■ Texte ■
Exonérations douanières en RD-Congo : ce que l’IGF nous aurait caché !

Le dernier rapport du Groupe d’Étude sur le Congo (GEC) publié le vendredi 21 janvier 2022  est plus que révélateur.  Au-delà de la guerre des chiffres entre le rapport de l’Inspection Générale des Finances (IGF) et celui du GEC sur le montant approximatif qu’a perdu le trésor public congolais à cause des exonérations douanières, on peut comprendre tout de suite pourquoi l’IGF s’est refusé de donner clairement l’origine de ses chiffres. Les noms de personnes physiques derrières les personnes morales bénéficiaires des exonérations poseraient problème.

alingete

Pour se donner une bonne conscience, à l’IGF on se cache sous deux principes : (1) la non rétroactivité des enquêtes sur le détournement promis par Felix Tshisekedi à travers sa politique de ne jamais fouiner dans le passé ainsi que (2) les principes du respect de la dignité et de l’ordre public prônés par la Convention des Nations Unies contre la corruption. Le couac est que, non seulement ces exonérations douanières ne seraient pas d’un passé lointain, mais surtout elles continuent jusqu’à ce jour et certains caciques du pouvoir de Félix Tshisekedi sont sur la liste des bénéficiaires.

[Entrées d'annotation de points sur images]
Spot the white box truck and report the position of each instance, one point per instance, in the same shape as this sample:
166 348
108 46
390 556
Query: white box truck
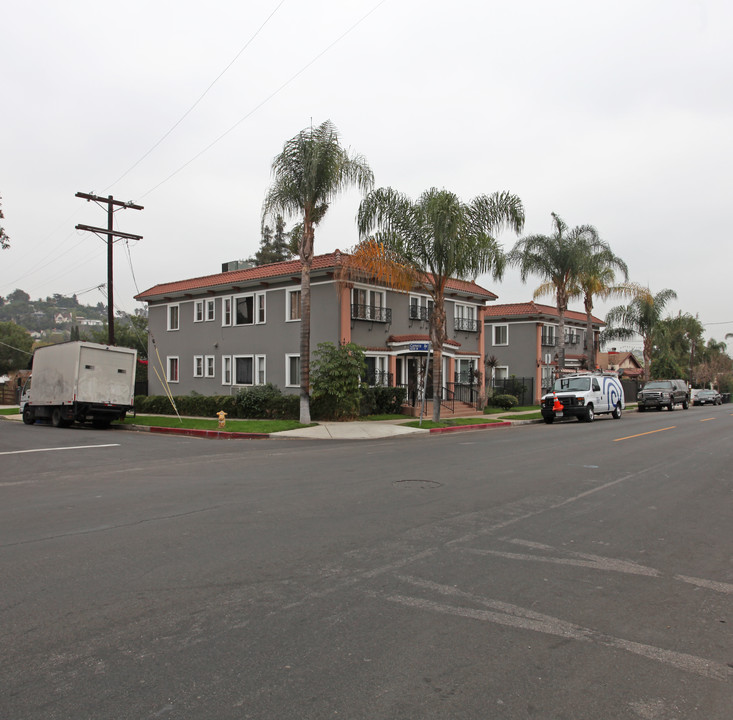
79 382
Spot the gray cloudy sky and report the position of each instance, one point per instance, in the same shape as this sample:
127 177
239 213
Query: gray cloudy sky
615 114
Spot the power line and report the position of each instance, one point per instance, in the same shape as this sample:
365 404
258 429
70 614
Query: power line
200 98
265 101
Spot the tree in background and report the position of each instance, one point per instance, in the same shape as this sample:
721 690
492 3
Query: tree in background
433 239
559 259
641 317
4 239
274 247
15 347
309 173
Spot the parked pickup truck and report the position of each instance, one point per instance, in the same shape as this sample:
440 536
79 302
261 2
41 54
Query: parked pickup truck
584 395
79 382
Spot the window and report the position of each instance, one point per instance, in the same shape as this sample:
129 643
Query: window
293 306
260 370
244 310
173 317
226 311
421 307
260 308
465 318
377 372
292 370
172 365
243 370
369 305
501 334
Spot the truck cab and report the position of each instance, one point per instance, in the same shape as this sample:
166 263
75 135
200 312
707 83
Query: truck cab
583 395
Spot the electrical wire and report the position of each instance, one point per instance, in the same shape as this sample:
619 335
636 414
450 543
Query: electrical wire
200 98
265 101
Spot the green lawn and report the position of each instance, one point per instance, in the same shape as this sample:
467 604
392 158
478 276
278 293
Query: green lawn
249 426
428 424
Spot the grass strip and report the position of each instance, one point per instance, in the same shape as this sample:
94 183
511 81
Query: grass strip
247 426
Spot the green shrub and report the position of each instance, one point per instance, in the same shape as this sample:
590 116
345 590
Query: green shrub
505 402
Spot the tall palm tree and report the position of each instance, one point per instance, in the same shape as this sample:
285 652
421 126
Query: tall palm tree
558 259
308 174
640 317
432 239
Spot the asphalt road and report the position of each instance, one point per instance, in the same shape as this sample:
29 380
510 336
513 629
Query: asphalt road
571 571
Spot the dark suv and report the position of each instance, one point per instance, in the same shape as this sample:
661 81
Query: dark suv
663 393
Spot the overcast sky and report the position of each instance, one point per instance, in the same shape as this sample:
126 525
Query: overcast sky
615 114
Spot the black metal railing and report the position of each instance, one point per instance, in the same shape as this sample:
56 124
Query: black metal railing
418 312
465 324
371 312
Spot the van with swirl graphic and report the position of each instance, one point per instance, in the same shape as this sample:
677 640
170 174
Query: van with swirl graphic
584 395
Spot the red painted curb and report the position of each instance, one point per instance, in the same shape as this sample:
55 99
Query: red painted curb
482 426
211 434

■ Consignes et exigences ■
Recopiez mot pour mot l'intégralité de l'article sur les exonérations douanières en RD-Congo.

■ Réponse à l'exercice ■
Exonérations douanières en RD-Congo : ce que l’IGF nous aurait caché !

Le dernier rapport du Groupe d’Étude sur le Congo (GEC) publié le vendredi 21 janvier 2022  est plus que révélateur.  Au-delà de la guerre des chiffres entre le rapport de l’Inspection Générale des Finances (IGF) et celui du GEC sur le montant approximatif qu’a perdu le trésor public congolais à cause des exonérations douanières, on peut comprendre tout de suite pourquoi l’IGF s’est refusé de donner clairement l’origine de ses chiffres. Les noms de personnes physiques derrières les personnes morales bénéficiaires des exonérations poseraient problème.

alingete

Pour se donner une bonne conscience, à l’IGF on se cache sous deux principes : (1) la non rétroactivité des enquêtes sur le détournement promis par Felix Tshisekedi à travers sa politique de ne jamais fouiner dans le passé ainsi que (2) les principes du respect de la dignité et de l’ordre public prônés par la Convention des Nations Unies contre la corruption. Le couac est que, non seulement ces exonérations douanières ne seraient pas d’un passé lointain, mais surtout elles continuent jusqu’à ce jour et certains caciques du pouvoir de Félix Tshisekedi sont sur la liste des bénéficiaires.